Problem to solve - What follows is a block of records; restate each one word for word.

Recorded information -

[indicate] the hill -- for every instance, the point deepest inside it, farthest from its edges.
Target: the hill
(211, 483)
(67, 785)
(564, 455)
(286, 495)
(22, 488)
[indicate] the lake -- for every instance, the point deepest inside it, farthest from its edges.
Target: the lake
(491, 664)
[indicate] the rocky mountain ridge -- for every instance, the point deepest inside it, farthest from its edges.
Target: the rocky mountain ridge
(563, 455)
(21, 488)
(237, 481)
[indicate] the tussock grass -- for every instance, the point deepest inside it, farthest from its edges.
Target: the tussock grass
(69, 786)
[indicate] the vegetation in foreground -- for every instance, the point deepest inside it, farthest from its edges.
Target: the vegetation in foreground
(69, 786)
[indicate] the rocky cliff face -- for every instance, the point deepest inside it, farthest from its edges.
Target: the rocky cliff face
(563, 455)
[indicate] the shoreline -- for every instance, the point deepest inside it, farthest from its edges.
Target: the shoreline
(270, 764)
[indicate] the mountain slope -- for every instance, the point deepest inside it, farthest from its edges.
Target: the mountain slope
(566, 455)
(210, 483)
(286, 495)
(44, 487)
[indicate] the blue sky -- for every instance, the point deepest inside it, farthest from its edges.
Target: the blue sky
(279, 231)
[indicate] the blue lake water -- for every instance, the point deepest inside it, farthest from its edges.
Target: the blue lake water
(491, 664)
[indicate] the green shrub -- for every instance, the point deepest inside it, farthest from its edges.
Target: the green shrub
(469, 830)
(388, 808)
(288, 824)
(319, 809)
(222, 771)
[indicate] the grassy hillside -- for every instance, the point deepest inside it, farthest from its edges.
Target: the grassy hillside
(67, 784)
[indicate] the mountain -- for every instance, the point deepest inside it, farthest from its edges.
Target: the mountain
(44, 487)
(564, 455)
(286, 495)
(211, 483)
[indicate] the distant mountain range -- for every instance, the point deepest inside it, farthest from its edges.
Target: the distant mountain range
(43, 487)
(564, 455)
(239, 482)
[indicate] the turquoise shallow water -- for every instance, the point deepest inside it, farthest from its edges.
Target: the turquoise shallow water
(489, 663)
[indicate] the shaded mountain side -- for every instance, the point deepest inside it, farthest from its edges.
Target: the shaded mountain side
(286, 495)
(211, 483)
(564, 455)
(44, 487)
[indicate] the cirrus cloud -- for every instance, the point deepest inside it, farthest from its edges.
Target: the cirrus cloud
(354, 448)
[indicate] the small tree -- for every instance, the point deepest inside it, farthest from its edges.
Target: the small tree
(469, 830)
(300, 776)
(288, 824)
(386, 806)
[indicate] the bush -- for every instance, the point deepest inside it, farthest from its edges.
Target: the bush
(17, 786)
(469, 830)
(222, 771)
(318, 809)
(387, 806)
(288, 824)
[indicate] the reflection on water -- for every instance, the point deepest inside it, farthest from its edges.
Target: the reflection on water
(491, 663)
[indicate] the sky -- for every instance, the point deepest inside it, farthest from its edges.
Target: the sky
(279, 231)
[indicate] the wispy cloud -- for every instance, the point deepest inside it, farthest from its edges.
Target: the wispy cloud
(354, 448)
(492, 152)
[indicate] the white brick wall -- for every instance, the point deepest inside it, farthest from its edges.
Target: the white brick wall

Final result -
[indicate] the hill -- for every instance, the point deepest inside it, farthest from its edges.
Target: the hill
(211, 483)
(67, 785)
(564, 455)
(286, 495)
(22, 488)
[indicate] the lake -- for every instance, the point deepest inside it, farthest from its edges.
Target: the lake
(491, 664)
[indicate] the rocky mountain ridge -- for every instance, the point deepest inside it, farthest from its edges.
Target: the rocky mountain ridge
(563, 455)
(21, 488)
(237, 481)
[indicate] the tussock grass -- for every instance, the point deepest inside it, farthest from its edges.
Target: the tussock grass
(69, 786)
[indicate] the vegetation in foreground -- for every instance, the point deepest inside it, farthest from its edges.
Target: the vegetation in foreground
(69, 786)
[indicate] the rocky cliff face -- for every instance, the point deepest inside it, farthest from its edges.
Target: the rocky cliff face
(563, 455)
[indicate] the shoreline -- for every instance, the point deepest inside it, farthest from its edges.
Target: the shoreline
(270, 764)
[indicate] the mountain slope -- for every instance, the point deepest inside it, farthest from its edges.
Target: the mountain slope
(566, 455)
(210, 483)
(286, 495)
(44, 487)
[indicate] the blue sky -- for every instance, the point deepest inside it, farthest from its edges.
Target: the blue sky
(279, 231)
[indicate] the blue lake water -- for every instance, the point deepest inside it, farthest from its edges.
Target: the blue lake water
(491, 664)
[indicate] the green shrub -- for every instance, the point deepest inside it, farthest from its edges.
Target: the green shrub
(469, 830)
(388, 808)
(288, 824)
(319, 809)
(222, 771)
[indicate] the grassy hillside -- for every instance, the point deepest inside it, farthest from its edges.
Target: the grassy hillside
(67, 784)
[indicate] the mountain -- for every instance, the point deepest inside it, farthest from its edges.
Target: the mountain
(44, 487)
(564, 455)
(286, 495)
(211, 483)
[indicate] the distant mountain range -- for every instance, the point deepest inside it, farthest from its edges.
Target: the distant mountain range
(43, 487)
(564, 455)
(239, 482)
[indicate] the turquoise shallow water -- for every instance, the point deepest inside it, farthest from its edges.
Target: the turquoise shallow water
(489, 663)
[indicate] the shaded mountain side -- for every instance, the point deepest inside it, farthest from its edges.
Target: the shaded mountain side
(286, 495)
(211, 483)
(564, 455)
(44, 487)
[indicate] the cirrus cloud -- for every instance, the point deepest inside it, farthest from its edges.
Target: the cirrus cloud
(354, 448)
[indicate] the small tree -- for every instance, the point deepest inside it, farthest from its edges.
Target: the small tree
(469, 830)
(300, 776)
(288, 824)
(386, 806)
[indicate] the bush -- for every instance, the point deepest inside it, farthest from its edges.
Target: the bush
(17, 786)
(469, 830)
(222, 771)
(318, 809)
(387, 806)
(288, 824)
[indicate] the reflection on water -- for every instance, the point deepest inside it, farthest from its edges.
Target: the reflection on water
(491, 663)
[indicate] the sky -- for every instance, the point deepest inside it, farthest from its edges.
Target: the sky
(279, 231)
[indicate] the wispy cloud -- for every instance, the point deepest inside it, farthest from its edges.
Target: the wispy cloud
(354, 448)
(492, 152)
[indicate] the white brick wall -- for every instance, the point deepest inside it, farthest from its edges.
Target: the white brick wall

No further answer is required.